**Your assignment**
Could you filter the records below and return each line that holds "keyboard"?
[[ Records for this task, beginning ]]
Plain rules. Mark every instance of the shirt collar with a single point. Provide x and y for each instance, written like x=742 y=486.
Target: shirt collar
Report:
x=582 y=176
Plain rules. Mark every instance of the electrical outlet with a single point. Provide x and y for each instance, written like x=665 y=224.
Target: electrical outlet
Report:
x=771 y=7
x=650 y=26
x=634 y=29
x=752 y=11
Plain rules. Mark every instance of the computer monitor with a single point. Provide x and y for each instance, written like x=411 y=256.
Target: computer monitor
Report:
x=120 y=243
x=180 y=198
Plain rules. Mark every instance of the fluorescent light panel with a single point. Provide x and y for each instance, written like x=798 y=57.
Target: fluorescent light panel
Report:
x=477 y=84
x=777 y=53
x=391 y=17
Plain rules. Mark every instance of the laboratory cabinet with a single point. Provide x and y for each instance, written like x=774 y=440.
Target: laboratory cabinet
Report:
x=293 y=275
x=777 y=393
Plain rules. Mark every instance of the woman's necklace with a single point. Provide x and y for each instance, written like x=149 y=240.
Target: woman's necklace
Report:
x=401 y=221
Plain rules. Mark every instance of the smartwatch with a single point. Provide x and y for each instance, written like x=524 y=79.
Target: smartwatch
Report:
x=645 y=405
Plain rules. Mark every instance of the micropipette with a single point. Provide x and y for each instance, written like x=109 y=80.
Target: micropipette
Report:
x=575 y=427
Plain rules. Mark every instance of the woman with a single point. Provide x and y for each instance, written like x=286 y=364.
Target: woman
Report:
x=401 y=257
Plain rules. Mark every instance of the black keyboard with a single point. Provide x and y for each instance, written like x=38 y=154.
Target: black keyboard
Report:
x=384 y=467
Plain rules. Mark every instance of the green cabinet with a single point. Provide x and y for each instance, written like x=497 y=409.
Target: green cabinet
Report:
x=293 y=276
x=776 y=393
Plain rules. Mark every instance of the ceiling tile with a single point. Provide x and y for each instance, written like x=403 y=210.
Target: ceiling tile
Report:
[[ Records for this task, end ]]
**Task solution**
Plain rules. Mark every instance of the black keyboard with a single point. Provide x and y for each instance, written like x=38 y=154.
Target: black keyboard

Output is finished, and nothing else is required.